Reproduce the listing below word for word, with every line unchanged and in its original order.

[Listing from a data collection]
* START *

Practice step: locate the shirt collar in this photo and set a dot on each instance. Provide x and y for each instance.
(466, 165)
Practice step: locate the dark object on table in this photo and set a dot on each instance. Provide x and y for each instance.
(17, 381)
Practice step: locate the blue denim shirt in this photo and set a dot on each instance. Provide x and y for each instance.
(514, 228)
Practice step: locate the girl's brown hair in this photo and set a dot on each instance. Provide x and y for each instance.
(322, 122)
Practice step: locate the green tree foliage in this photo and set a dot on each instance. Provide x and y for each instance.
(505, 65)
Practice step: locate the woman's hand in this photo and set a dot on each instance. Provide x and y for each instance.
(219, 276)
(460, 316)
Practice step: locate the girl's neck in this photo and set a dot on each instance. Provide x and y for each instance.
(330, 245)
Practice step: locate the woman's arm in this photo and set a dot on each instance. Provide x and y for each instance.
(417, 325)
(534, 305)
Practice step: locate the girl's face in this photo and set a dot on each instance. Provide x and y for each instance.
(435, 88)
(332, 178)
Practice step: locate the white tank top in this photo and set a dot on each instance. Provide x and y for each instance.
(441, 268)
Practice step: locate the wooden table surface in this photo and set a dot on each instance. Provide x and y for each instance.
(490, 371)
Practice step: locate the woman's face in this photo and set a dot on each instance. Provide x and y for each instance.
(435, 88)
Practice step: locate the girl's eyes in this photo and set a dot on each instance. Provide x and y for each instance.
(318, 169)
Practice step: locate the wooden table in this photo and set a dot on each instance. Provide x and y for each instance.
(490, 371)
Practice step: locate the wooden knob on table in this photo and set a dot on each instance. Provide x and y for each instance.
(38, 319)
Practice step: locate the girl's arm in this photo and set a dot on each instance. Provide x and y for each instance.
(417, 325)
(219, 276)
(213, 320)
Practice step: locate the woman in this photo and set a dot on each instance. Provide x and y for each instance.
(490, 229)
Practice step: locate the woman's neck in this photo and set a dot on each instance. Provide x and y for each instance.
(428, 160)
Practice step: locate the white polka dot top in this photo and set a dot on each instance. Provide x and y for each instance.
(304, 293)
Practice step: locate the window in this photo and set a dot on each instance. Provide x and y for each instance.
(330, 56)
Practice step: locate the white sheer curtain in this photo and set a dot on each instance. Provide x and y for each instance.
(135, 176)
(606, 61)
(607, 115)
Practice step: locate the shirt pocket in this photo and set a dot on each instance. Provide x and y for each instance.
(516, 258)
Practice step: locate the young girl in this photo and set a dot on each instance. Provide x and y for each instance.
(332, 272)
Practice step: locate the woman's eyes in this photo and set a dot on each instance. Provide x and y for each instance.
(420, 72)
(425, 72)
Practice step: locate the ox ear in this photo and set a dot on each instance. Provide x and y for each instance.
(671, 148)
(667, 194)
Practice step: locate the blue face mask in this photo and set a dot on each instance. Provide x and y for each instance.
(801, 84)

* END *

*Complete response*:
Practice step: locate the shirt collar in this photo and set a dot on each instance. Provide x and y for each instance.
(466, 165)
Practice step: locate the dark object on table in this photo and set a dot on each instance. Provide x and y for each instance.
(17, 381)
Practice step: locate the blue denim shirt in this photo and set a dot on each instance. Provide x and y for each instance.
(514, 228)
Practice step: locate the girl's brown hair in this photo and set a dot on each instance. Provide x and y for each instance.
(322, 122)
Practice step: locate the green tree foliage in this photo and set a dot on each instance. Provide x and y for each instance.
(505, 65)
Practice step: locate the woman's hand in this photo and set a dot on each instance. Provide x and y for each instance.
(219, 276)
(460, 316)
Practice step: locate the girl's neck in this photo and set a dot on each instance. Provide x and y for each instance.
(330, 245)
Practice step: locate the woman's arm in this photo and set a dot on each instance. Provide x and y for each instance.
(417, 325)
(534, 305)
Practice step: locate the girl's face in this photo and set a dot on each instance. Provide x and y for each instance.
(435, 88)
(332, 178)
Practice step: locate the white tank top in this photo and set a dot on each instance. Provide x and y for each instance.
(441, 268)
Practice step: locate the wooden table surface in this photo and set a dot on each instance. Provide x and y for each instance.
(490, 371)
Practice step: locate the woman's face in this photo and set a dot on each instance. Provide x and y for each instance.
(435, 88)
Practice step: locate the girl's eyes in this photo and set a dot on each instance. Provide x and y for each instance.
(318, 169)
Practice step: locate the wooden table in this photo and set a dot on each instance. Provide x and y for each instance.
(490, 371)
Practice step: locate the wooden knob on table in this photo and set a dot on each instance. Provide x and y for each instance.
(38, 319)
Practice step: locate the girl's arm in this photo and set a dot on each instance. Provide x and y for each instance.
(417, 325)
(219, 276)
(213, 320)
Practice step: locate the woman in this photo and set a dot on each instance. Provide x and y for each instance.
(490, 229)
Practice step: locate the woman's neck in this photo and set a dot on each instance. Provide x and y for each instance.
(428, 160)
Practice step: locate the white polka dot top in this photo and set a dot on each instance. Provide x and y for each instance.
(304, 293)
Practice step: locate the window in this photo and set a dot on each instance. Provide x and y for each instance.
(330, 56)
Practice step: locate the white sheer curtain in this photo and set a dot on each instance. Provide x and y for each instance.
(135, 176)
(606, 61)
(607, 115)
Practice step: locate the shirt pocket in this photo and set a dot on each instance. Provide x and y for each instance.
(516, 258)
Practice step: locate the young girl in this photo and set a dot on each instance. Provide x and y for each instance.
(332, 272)
Practice step: locate the woman's eyes in this photo and set a dot on each instance. Provide x and y for each instance.
(420, 72)
(425, 72)
Practice step: locate the ox ear in this photo and set a dot on each instance. Provide x and y for each instance.
(671, 148)
(667, 194)
Practice step: locate the blue face mask in this photo and set a dot on each instance. Provide x and y for each instance.
(801, 84)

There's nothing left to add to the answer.